In this course, a domain object means:

raw representation
  + a meaningful name
  + optional validation
  + controlled access

For example:

usize

could mean:

a token index
a vocabulary size
a model dimension
a matrix row count
a training step count

Those are different concepts.

So the code creates different types.

Reader orientation: In this chapter, focus on why a type exists before focusing on its syntax. A tuple struct, private field, constructor, or accessor is not decoration. It is a small boundary that tells the rest of the pipeline which states it may trust.

What You Already Know

If you have used a Rust struct, you already know that a value can carry a name instead of floating around as raw data. If you have used an ML pipeline, you already know that a token index, a vector, a probability distribution, and a loss value play different roles. This chapter turns that familiar separation into explicit domain types.

Worked Example: Naming One Number

The smallest version of the pattern looks like this:

#![allow(unused)]
fn main() {
#[derive(Debug, Clone, Copy, PartialEq, Eq)]
struct TokenId(usize);

impl TokenId {
    fn new(index: usize) -> Self {
        Self(index)
    }

    fn index(self) -> usize {
        self.0
    }
}

assert_eq!(TokenId::new(3).index(), 3);
}

The real source file repeats that pattern with stronger validation where the value has an invariant, such as “a distribution must contain probabilities that sum to one.”

Self-Check

Before reading the full source snapshot, explain why TokenId(3) communicates more than the raw number 3.

Source Snapshot

This is the domain layer used by the whole tutorial.

Source snapshot: src/domain.rs

use crate::error::{CtError, CtResult};

/// A vocabulary index. It is intentionally not a raw `usize` in public APIs.

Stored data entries
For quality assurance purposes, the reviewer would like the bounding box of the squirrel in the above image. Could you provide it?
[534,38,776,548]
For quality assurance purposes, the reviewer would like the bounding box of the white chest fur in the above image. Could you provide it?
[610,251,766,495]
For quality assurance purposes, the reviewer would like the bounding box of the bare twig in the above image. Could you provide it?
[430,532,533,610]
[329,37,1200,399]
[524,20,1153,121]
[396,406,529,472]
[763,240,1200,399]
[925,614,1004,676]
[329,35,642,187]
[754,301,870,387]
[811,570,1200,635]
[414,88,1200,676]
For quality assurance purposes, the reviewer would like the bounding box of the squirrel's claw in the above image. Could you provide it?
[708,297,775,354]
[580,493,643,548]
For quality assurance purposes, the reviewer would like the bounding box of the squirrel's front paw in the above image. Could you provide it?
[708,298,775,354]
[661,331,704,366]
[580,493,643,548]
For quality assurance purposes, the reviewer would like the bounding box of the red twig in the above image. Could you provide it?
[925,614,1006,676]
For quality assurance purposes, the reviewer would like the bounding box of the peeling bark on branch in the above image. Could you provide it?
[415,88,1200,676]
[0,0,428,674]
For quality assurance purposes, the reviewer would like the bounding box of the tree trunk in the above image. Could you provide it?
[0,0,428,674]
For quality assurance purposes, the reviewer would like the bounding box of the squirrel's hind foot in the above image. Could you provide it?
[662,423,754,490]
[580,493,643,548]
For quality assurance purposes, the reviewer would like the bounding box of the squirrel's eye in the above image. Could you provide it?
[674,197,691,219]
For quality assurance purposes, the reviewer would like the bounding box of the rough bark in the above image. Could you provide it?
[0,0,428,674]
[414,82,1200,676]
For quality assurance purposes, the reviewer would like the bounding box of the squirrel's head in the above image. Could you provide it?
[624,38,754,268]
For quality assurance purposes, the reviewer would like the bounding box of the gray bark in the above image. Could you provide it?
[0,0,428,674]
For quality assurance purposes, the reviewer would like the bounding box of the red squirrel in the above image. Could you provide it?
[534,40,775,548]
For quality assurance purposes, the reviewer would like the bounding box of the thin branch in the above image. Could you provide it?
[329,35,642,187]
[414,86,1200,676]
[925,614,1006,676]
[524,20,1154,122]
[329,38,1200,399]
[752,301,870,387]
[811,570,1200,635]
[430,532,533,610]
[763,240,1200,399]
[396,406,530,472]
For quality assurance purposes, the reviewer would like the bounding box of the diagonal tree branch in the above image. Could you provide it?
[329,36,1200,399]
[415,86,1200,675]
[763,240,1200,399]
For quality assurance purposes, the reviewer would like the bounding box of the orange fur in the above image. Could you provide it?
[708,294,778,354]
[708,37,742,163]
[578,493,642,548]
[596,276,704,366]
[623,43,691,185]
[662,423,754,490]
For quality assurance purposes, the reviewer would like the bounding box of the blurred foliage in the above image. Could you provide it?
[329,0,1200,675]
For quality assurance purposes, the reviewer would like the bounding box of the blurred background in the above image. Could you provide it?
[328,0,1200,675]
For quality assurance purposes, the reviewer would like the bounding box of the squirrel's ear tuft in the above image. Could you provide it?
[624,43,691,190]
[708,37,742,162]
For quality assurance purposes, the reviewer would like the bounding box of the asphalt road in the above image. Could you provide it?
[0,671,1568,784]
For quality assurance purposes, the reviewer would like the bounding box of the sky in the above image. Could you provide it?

● GIVEN PROBLEM A
Translate this sentence from the Rust domain types text into Spanish: "It is a small boundary that tells the rest of the pipeline which states it may trust."
● GIVEN PROBLEM B
Retype the entries word for word, starting with their first line and going on through the line with "[414,88,1200,676]", both ends included.
The text and the entries come from unrelated sources.

● FINISHED ANSWER A
Es una pequeña frontera que le indica al resto del pipeline en qué estados puede confiar.

● FINISHED ANSWER B
For quality assurance purposes, the reviewer would like the bounding box of the squirrel in the above image. Could you provide it?
[534,38,776,548]
For quality assurance purposes, the reviewer would like the bounding box of the white chest fur in the above image. Could you provide it?
[610,251,766,495]
For quality assurance purposes, the reviewer would like the bounding box of the bare twig in the above image. Could you provide it?
[430,532,533,610]
[329,37,1200,399]
[524,20,1153,121]
[396,406,529,472]
[763,240,1200,399]
[925,614,1004,676]
[329,35,642,187]
[754,301,870,387]
[811,570,1200,635]
[414,88,1200,676]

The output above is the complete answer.